Não há na lei nada que determine que o ministério público deva ficar à direito do Juiz, e tampouco que acusado e defesa devam ficar em nível inferior. O que há, conforme já foi dito, é a perpetuação de velhos dogmas, dogmas esses são passados desde a época onde reinava o modelo inquisitório.

Importante dizer que por mais que se tenha implementado, pelo menos em teoria, o modelo acusatório, para o acusado que se senta em audiência para ver-se defendido, para ele, o sistema que vige é de fato o inquisitório, posto que ainda que sejam pessoas diferentes o fato de sentarem-se lado a lado em uma audiência, é para ele com se uma única pessoa estivesse ali, até porque em muitos momentos de uma audiência tanto a fala como a postura, tanto do parquet como a do juiz acabam se confundido.

Para os que possuem certo nível de conhecimento sobre a questão conseguem entender e distinguir as funções exercidas tanto pelo juiz como pelo promotor. Mas para o acusado, não há diferença, e resultado dessa confusão muitas vezes posse ser traduzido por certos gestos comportamentais e que para o juiz pode até indicar culpabilidade. Isso tudo por conta de um processo de marginalização que ocorre com o simples fato de se entrar em uma audiência.

Separou-se os personagens do acusado e julgador, mas mantiveram o lugar que originalmente ocupavam.

- [DESCRIÇÃO DO EXERCÍCIO]:
Responda, com base no texto fornecido:
(a) Segundo o primeiro parágrafo, o que existe no lugar de uma determinação legal?
(b) Para o acusado, qual sistema vige de fato?
(c) De acordo com a última frase, o que se manteve após a separação dos personagens do acusado e do julgador?

- [REGISTROS APRESENTADOS]:
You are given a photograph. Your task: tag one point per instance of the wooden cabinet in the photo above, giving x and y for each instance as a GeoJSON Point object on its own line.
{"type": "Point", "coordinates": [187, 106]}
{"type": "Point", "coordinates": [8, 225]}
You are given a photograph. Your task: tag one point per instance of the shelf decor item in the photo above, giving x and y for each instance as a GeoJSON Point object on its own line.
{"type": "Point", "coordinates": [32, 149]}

- [RESPOSTA AO PROBLEMA]:
(a) A perpetuação de velhos dogmas, passados desde a época em que reinava o modelo inquisitório.
(b) O inquisitório.
(c) O lugar que eles originalmente ocupavam.